Later on Catherine would cackle with glee telling me how lawyers from all over town pillaged Tedesco's place for weeks after his death, helping her reclaim her share of their estate so the parents couldn't haul it away.
Police and Tedesco's investigator thought they had a good lead when they discovered Tedesco's stolen Corvette parked at a shopping mall. They staked it out for three days until they spotted a man sneaking around only to discover he wanted to steal the thing himself. So they gave up and just listed the car as abandoned.
Their investigation of Catherine's client base and previous life did turn up a connection to another possible suspect named Tommy Bell. He was destined to become a defendant with Catherine in an unsuccessful, last gasp, $10 million wrongful death civil lawsuit filed by the family one year after the murder alleging the two of them had conspired to kill Tedesco.
Investigators uncovered other sordid tales of repeated confrontations with the men in her past. A former court bailiff said an extramarital affair with Catherine had ended with her blackmailing him for money so she could abort his child. Then she told his wife anyway, destroying his life and leaving him penniless.
Farther back in her mid-1970s law school days at the University of Houston, they found a former law student who had dated her. After their break-up, he suspected her in several acts of violence that included the beating of a new girlfriend, the burning of his apartment, and the ramming of his car in a fit of rage. After graduating, he said, he took his law degree, joined the US Marine Corps, and quietly relocated to another state, glad to be out of her life.
Prior to that, they learned Catherine had been married to a classmate from the University of Texas who had joined the Navy and taken her to Tokyo with him. The product of a private Catholic girls' high school in Houston, she had returned home after that split determined to become a lawyer. She earned her undergraduate degree in 1974 from the University of Houston and stayed on to collect a law degree there in 1977. But the first husband, like most everyone else in her past, remained out of sight as foggy rumors filtered into the investigation. They heard tales of a military probe that followed complaints she had tried to shoot him while they lived in Japan. But no firm evidence emerged to do more than just color her reputation.
Although frustrated by their failure to tie her to Tedesco's murder, the family's investigators still felt confident they could destroy her claim to ever have been Tedesco's common law wife. And the lawyers waited with great anticipation for what they believed would be the highlight of their pretrial campaign: the July deposition of Catherine herself and a chance to question her under oath in a setting where invocation of the Fifth Amendment against self-incrimination would blow a big hole in her desire to convince any jury she deserved George Tedesco's estate.
::::::::::
From the passage on the Tedesco murder investigation, reproduce everything from "Although frustrated by" down to "George Tedesco's estate." word for word.

* Data for review:
::::::::::
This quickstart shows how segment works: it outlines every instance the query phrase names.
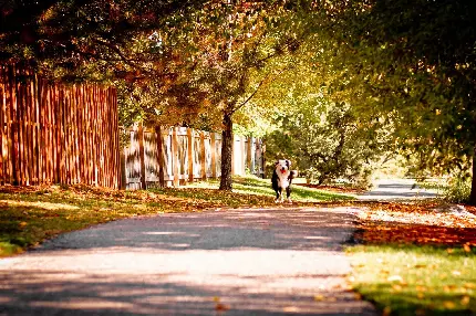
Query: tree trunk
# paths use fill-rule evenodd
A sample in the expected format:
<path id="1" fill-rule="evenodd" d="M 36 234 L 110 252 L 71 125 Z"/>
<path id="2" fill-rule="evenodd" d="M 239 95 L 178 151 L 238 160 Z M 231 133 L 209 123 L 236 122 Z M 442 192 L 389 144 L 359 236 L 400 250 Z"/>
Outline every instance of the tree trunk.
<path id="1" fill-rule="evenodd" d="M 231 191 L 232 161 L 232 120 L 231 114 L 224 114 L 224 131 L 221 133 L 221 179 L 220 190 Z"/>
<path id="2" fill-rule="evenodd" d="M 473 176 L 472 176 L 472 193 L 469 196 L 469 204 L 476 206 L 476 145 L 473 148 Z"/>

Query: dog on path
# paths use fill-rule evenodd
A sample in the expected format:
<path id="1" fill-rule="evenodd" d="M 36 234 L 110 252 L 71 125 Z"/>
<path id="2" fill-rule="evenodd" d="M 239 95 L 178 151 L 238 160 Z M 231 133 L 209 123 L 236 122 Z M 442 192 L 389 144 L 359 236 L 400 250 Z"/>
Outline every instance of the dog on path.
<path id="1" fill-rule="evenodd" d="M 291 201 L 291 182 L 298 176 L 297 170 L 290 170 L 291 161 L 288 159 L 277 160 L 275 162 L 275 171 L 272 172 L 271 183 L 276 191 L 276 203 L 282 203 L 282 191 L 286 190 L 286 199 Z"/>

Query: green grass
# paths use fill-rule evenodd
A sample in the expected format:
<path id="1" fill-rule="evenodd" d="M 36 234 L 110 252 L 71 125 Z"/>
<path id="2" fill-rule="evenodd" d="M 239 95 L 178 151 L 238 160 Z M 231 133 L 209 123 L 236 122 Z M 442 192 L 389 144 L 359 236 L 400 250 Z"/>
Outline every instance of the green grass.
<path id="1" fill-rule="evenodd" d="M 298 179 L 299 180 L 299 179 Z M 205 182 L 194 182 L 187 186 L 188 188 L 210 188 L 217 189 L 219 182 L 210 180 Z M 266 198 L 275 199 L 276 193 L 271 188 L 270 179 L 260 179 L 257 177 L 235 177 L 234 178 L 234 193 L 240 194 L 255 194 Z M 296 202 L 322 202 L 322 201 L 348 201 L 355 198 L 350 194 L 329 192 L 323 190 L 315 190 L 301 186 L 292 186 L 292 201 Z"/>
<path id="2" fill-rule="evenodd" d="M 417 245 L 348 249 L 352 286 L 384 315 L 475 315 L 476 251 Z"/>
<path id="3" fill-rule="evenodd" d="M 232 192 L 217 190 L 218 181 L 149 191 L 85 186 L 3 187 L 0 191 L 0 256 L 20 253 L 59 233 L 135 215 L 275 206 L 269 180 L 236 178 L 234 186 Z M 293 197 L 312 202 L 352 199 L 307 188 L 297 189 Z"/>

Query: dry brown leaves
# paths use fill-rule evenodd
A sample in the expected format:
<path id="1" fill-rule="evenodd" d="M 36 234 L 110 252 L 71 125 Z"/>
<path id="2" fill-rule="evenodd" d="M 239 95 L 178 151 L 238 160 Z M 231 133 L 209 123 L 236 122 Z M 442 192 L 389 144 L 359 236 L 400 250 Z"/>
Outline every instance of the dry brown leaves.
::::::::::
* Result of this task:
Although frustrated by their failure to tie her to Tedesco's murder, the family's investigators still felt confident they could destroy her claim to ever have been Tedesco's common law wife. And the lawyers waited with great anticipation for what they believed would be the highlight of their pretrial campaign: the July deposition of Catherine herself and a chance to question her under oath in a setting where invocation of the Fifth Amendment against self-incrimination would blow a big hole in her desire to convince any jury she deserved George Tedesco's estate.